▶ PROBLEM DETAILS: Restate, word for word, every line of the data.

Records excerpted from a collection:
▼▼▼
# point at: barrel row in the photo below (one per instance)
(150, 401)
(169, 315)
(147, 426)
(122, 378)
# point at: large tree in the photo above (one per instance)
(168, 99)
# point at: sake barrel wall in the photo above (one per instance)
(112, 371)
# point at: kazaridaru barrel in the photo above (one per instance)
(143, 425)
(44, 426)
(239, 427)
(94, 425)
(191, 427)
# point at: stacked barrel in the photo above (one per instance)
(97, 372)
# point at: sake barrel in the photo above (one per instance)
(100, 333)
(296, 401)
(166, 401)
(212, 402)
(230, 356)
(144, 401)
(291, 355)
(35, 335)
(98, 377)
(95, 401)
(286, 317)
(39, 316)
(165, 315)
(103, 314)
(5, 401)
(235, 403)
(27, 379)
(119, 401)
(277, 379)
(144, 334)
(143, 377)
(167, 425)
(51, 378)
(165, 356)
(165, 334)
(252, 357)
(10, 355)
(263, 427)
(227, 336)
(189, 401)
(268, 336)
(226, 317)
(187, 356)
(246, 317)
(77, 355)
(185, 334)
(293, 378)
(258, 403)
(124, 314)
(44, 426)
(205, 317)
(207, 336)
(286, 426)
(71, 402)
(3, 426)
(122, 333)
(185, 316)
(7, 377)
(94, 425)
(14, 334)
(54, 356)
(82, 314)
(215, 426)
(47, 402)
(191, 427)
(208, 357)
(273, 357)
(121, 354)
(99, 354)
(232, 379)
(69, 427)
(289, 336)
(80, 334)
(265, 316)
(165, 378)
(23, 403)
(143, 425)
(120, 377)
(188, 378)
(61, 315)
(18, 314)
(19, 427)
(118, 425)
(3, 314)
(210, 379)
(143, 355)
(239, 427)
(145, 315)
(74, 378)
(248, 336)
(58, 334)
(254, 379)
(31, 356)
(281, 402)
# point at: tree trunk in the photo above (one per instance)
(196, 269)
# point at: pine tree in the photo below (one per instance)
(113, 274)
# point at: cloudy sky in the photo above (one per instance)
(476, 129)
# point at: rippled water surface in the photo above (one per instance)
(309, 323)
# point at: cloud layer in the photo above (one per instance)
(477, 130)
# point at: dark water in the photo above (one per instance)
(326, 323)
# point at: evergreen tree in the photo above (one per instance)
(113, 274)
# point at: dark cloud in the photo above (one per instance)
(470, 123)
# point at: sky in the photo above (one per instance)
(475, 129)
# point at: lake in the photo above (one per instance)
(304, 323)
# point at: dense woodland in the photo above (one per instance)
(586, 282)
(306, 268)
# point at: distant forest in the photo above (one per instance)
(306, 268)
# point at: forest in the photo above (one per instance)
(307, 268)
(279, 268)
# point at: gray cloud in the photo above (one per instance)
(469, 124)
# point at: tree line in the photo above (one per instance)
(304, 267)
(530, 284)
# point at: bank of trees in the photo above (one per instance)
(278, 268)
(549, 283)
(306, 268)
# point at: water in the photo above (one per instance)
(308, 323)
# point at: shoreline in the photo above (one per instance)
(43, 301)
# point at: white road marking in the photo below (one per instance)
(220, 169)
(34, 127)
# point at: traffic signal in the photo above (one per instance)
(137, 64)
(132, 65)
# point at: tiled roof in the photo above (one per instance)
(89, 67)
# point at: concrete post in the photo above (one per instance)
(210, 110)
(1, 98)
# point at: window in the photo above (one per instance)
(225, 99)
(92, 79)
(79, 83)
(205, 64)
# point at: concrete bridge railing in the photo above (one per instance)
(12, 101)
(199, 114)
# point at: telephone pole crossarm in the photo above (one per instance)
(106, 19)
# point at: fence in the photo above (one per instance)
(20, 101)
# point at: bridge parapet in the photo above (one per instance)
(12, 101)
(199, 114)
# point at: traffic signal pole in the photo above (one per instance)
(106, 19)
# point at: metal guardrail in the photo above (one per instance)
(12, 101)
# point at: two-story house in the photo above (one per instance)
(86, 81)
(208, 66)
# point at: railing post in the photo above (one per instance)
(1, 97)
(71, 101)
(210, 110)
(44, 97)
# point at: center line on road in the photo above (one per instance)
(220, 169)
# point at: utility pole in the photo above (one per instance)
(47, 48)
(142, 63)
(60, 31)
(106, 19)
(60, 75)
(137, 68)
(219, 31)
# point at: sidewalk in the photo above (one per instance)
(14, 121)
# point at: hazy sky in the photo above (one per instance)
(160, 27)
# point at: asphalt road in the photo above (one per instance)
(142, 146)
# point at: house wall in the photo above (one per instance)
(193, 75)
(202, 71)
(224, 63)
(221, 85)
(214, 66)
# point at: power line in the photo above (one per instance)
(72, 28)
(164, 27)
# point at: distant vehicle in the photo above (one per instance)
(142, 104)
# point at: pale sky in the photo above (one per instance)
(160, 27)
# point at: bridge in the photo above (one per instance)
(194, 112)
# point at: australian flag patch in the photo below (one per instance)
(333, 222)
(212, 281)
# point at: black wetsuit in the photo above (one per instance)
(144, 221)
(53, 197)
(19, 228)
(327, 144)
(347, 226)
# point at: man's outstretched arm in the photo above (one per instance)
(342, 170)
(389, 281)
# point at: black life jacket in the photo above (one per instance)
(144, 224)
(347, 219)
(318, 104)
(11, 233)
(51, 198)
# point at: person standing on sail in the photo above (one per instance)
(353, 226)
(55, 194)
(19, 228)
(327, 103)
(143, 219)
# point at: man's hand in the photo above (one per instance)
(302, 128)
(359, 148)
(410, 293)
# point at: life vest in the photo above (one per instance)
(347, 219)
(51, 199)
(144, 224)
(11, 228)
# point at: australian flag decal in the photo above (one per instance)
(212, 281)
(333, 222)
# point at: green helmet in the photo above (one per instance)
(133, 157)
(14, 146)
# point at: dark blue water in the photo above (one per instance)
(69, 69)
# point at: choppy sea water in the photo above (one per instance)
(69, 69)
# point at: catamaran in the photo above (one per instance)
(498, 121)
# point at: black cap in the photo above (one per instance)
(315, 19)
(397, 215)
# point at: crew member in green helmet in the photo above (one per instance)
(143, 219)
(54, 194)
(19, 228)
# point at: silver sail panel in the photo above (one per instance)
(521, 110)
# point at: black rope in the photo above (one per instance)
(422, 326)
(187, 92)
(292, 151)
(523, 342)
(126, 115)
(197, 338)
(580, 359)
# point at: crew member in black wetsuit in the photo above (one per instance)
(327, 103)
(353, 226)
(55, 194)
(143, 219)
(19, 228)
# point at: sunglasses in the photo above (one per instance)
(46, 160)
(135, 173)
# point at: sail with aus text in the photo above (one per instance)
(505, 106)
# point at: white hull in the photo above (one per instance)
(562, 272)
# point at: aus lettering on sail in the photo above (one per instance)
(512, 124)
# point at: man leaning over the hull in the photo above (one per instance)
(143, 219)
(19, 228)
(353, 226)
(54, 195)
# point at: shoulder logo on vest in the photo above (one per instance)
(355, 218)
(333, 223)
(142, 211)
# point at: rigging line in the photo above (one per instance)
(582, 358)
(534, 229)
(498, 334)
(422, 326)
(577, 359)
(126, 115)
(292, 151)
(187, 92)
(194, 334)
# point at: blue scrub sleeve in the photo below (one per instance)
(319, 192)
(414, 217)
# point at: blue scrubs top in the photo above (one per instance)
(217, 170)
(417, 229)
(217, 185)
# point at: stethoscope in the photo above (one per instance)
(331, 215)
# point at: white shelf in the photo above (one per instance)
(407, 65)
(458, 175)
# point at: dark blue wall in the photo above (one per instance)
▲▲▲
▶ OUTPUT FOR THIS EXERCISE:
# point at: barrel row in the photo below (one per instance)
(150, 401)
(169, 315)
(147, 426)
(122, 378)
# point at: large tree in the photo above (one per instance)
(168, 99)
# point at: sake barrel wall in the photo above (one per instance)
(112, 371)
# point at: kazaridaru barrel in the photo above (one per instance)
(143, 425)
(44, 426)
(239, 427)
(94, 425)
(191, 427)
# point at: stacked barrel in the photo above (one per instance)
(97, 372)
# point at: sake barrel in the photo above (one per instance)
(100, 333)
(296, 401)
(166, 401)
(212, 402)
(230, 356)
(144, 401)
(291, 355)
(35, 335)
(98, 377)
(95, 401)
(286, 317)
(39, 316)
(165, 315)
(103, 314)
(5, 401)
(235, 403)
(27, 379)
(119, 401)
(277, 379)
(144, 334)
(143, 377)
(167, 425)
(51, 378)
(165, 356)
(165, 334)
(252, 357)
(10, 355)
(263, 427)
(227, 336)
(189, 401)
(268, 336)
(226, 317)
(187, 356)
(246, 317)
(77, 355)
(185, 334)
(293, 378)
(258, 403)
(124, 314)
(44, 426)
(205, 317)
(207, 336)
(286, 426)
(71, 402)
(3, 426)
(122, 333)
(185, 316)
(7, 377)
(94, 425)
(14, 334)
(54, 356)
(82, 314)
(215, 426)
(47, 402)
(191, 427)
(208, 357)
(273, 357)
(121, 354)
(99, 354)
(232, 379)
(69, 427)
(289, 336)
(80, 334)
(265, 316)
(165, 378)
(23, 403)
(143, 425)
(120, 377)
(188, 378)
(61, 315)
(18, 314)
(19, 427)
(118, 425)
(3, 314)
(210, 379)
(143, 355)
(239, 427)
(145, 315)
(74, 378)
(248, 336)
(58, 334)
(254, 379)
(31, 356)
(281, 402)
# point at: tree trunk in the photo above (one per instance)
(196, 269)
# point at: pine tree in the photo below (one per instance)
(113, 274)
# point at: cloudy sky in the photo above (one per instance)
(476, 129)
# point at: rippled water surface in the photo above (one per instance)
(309, 323)
# point at: cloud layer in the photo above (one per instance)
(477, 130)
# point at: dark water in the photo above (one per instance)
(326, 323)
# point at: evergreen tree in the photo above (one per instance)
(113, 274)
# point at: dark cloud in the photo above (one per instance)
(470, 123)
# point at: sky in the photo above (one per instance)
(475, 129)
# point at: lake in the photo above (one per instance)
(304, 323)
# point at: dense woodland in the photo above (one per instance)
(586, 282)
(306, 268)
# point at: distant forest in the photo above (one per instance)
(306, 268)
# point at: forest in the photo above (one per instance)
(307, 268)
(279, 268)
# point at: gray cloud in the photo above (one per instance)
(469, 124)
# point at: tree line in the photo above (one per instance)
(304, 267)
(530, 284)
# point at: bank of trees in the photo above (one per instance)
(278, 268)
(549, 283)
(306, 268)
# point at: water in the photo above (one per instance)
(308, 323)
# point at: shoreline in the photo above (one per instance)
(43, 301)
# point at: white road marking in the photo below (one per instance)
(220, 169)
(34, 127)
# point at: traffic signal in the photo above (one per instance)
(137, 64)
(132, 65)
# point at: tiled roof in the photo above (one per instance)
(89, 67)
# point at: concrete post in the photo above (one per instance)
(210, 110)
(1, 98)
# point at: window in the photo above (one per instance)
(225, 99)
(92, 79)
(79, 83)
(205, 64)
# point at: concrete bridge railing in the photo above (one per instance)
(12, 101)
(199, 114)
# point at: telephone pole crossarm in the photo above (one per instance)
(106, 19)
# point at: fence in the photo above (one per instance)
(20, 101)
# point at: bridge parapet in the photo above (one per instance)
(12, 101)
(199, 114)
# point at: traffic signal pole in the photo above (one per instance)
(106, 19)
# point at: metal guardrail in the photo above (one per instance)
(12, 101)
# point at: two-story house in the photo above (one per instance)
(86, 81)
(208, 66)
# point at: railing post in the photo above (one per instance)
(1, 97)
(71, 101)
(210, 110)
(44, 97)
# point at: center line on road in the photo above (one per instance)
(220, 169)
# point at: utility pole in the photo above (one per instance)
(47, 48)
(142, 63)
(60, 31)
(106, 19)
(60, 75)
(137, 68)
(219, 31)
# point at: sidewalk in the photo above (one per instance)
(14, 121)
# point at: hazy sky in the photo above (one per instance)
(160, 27)
# point at: asphalt road in the photo above (one per instance)
(142, 146)
# point at: house wall in the photo above (one per instance)
(193, 75)
(202, 71)
(224, 63)
(221, 85)
(214, 66)
# point at: power line in the photo above (one per instance)
(72, 28)
(164, 27)
# point at: distant vehicle in the photo above (one per instance)
(142, 104)
# point at: pale sky in the photo above (one per instance)
(160, 27)
# point at: bridge in the photo above (one per instance)
(194, 112)
# point at: australian flag patch in the photo below (one per instance)
(333, 222)
(212, 281)
# point at: black wetsuit in the photo above (one per instance)
(144, 221)
(53, 197)
(19, 228)
(327, 144)
(347, 226)
# point at: man's outstretched arm in the photo above (one per instance)
(342, 170)
(389, 281)
# point at: black life jacket in the photo above (one per instance)
(144, 224)
(347, 219)
(318, 104)
(11, 233)
(51, 198)
# point at: person standing on sail in the photo above (one per instance)
(353, 226)
(55, 194)
(19, 228)
(327, 103)
(143, 219)
# point at: man's hand in the photo above (one per instance)
(302, 128)
(359, 148)
(410, 293)
# point at: life vest in the photo above (one per instance)
(347, 219)
(51, 199)
(144, 224)
(11, 228)
# point at: australian flag decal in the photo above (one per instance)
(212, 281)
(333, 222)
# point at: green helmet in the photo above (one per instance)
(133, 157)
(14, 146)
# point at: dark blue water in the photo above (one per instance)
(69, 69)
# point at: choppy sea water in the photo above (one per instance)
(69, 69)
# point at: catamaran in the photo above (one per instance)
(498, 121)
# point at: black cap in the photo above (one per instance)
(315, 19)
(397, 215)
# point at: crew member in green helmet in the photo above (one per instance)
(143, 219)
(54, 194)
(19, 228)
# point at: silver sail panel in the photo above (one per instance)
(521, 110)
# point at: black rope in the photo above (one per instance)
(422, 326)
(187, 92)
(292, 151)
(523, 342)
(126, 115)
(197, 338)
(580, 359)
# point at: crew member in black wetsuit in the photo above (one per instance)
(327, 103)
(353, 226)
(55, 194)
(143, 219)
(19, 228)
# point at: sunglasses in the photo above (one per instance)
(46, 160)
(135, 173)
# point at: sail with aus text in the photo above (one per instance)
(505, 106)
# point at: white hull in the photo above (one per instance)
(562, 272)
# point at: aus lettering on sail in the photo above (one per instance)
(512, 124)
# point at: man leaning over the hull in the photo above (one per instance)
(143, 219)
(19, 228)
(353, 226)
(54, 195)
# point at: shoulder logo on vest in the photo above (one per instance)
(355, 218)
(333, 223)
(142, 211)
# point at: rigging line in the photo above (one per instance)
(582, 358)
(534, 229)
(498, 334)
(422, 326)
(577, 359)
(126, 115)
(292, 151)
(187, 92)
(194, 334)
# point at: blue scrub sleeve in the photo below (one per instance)
(319, 192)
(414, 217)
# point at: blue scrubs top in the photo above (one per instance)
(217, 170)
(417, 229)
(217, 185)
# point at: stethoscope in the photo above (one per instance)
(331, 215)
# point at: white shelf in the photo above (one per instance)
(407, 65)
(458, 175)
# point at: dark blue wall in the photo above (one per instance)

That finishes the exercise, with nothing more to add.